▸ Deine Aufgaben:
1. Schreibe aus dem Artikel über Klöckners Pestizidverordnung alles von „Ackergifte töten Insekten“ bis hinunter zu „noch zustimmen müssen.“ wortgetreu ab.
2. Fasse im Artikel zur Pestizidverordnung den Absatz, der mit „Ackergifte töten Insekten“ beginnt, als kurze Stichpunktliste mit seinen wichtigsten Fakten zusammen.

▸ Dokument:
Bild: Eine „Notfallzulassung“ für verbotenen Bienenkiller wurde erteilt
Berlin taz | Agrarministerin Julia Klöckner hat nach Kritik des
Umweltressorts eine Verordnung zur Einschränkung des [1][Pestizideinsatzes]
und für Insektenschutz vorgelegt. „Die Anwendung von Glyphosat soll auf
Acker- und Grünland grundsätzlich verboten werden“, schrieb das Ministerium
der CDU-Politikerin am Montag der taz. In privaten Gärten und öffentlichen
Parks solle der meistverkaufte Unkrautvernichter völlig untersagt werden.
Künftig dürften auf Streuobstwiesen keine Pestizide mehr zum Einsatz
kommen, die Unkraut bekämpfen oder Bienen gefährden. Fünf Meter um
bestimmte Gewässer sollen Pestizide prinzipiell tabu sein.
Ackergifte töten Insekten und deren Nahrung, weshalb viele Arten
aussterben. Diese wiederum bestäuben jedoch Pflanzen und sind Beute etwa
für Vögel. Deshalb beschloss das Bundeskabinett 2019 das
[2][Aktionsprogramm Insektenschutz]. Das SPD-geführte Umweltministerium
warf Klöckner vor, ihren Teil nicht umzusetzen. Anfang vergangener Woche
schickte das Agrarministerium nun an das Kanzleramt seine Reform der
„Pflanzenschutz-Anwendungsverordnung“, der unter anderem das
Umweltministerium und der Bundesrat noch zustimmen müssen.

▸ Vorliegendes Material:
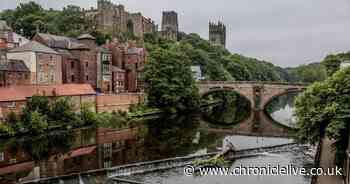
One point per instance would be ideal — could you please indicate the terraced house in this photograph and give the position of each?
(44, 63)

▸ Erwartete Antworten:
1.
Ackergifte töten Insekten und deren Nahrung, weshalb viele Arten
aussterben. Diese wiederum bestäuben jedoch Pflanzen und sind Beute etwa
für Vögel. Deshalb beschloss das Bundeskabinett 2019 das
[2][Aktionsprogramm Insektenschutz]. Das SPD-geführte Umweltministerium
warf Klöckner vor, ihren Teil nicht umzusetzen. Anfang vergangener Woche
schickte das Agrarministerium nun an das Kanzleramt seine Reform der
„Pflanzenschutz-Anwendungsverordnung“, der unter anderem das
Umweltministerium und der Bundesrat noch zustimmen müssen.

2.
- Ackergifte töten Insekten und deren Nahrung, weshalb viele Arten aussterben.
- Insekten bestäuben Pflanzen und sind Beute, etwa für Vögel.
- Deshalb beschloss das Bundeskabinett 2019 das Aktionsprogramm Insektenschutz.
- Das SPD-geführte Umweltministerium warf Klöckner vor, ihren Teil nicht umzusetzen.
- Anfang vergangener Woche schickte das Agrarministerium seine Reform der „Pflanzenschutz-Anwendungsverordnung“ an das Kanzleramt.
- Unter anderem müssen das Umweltministerium und der Bundesrat der Reform noch zustimmen.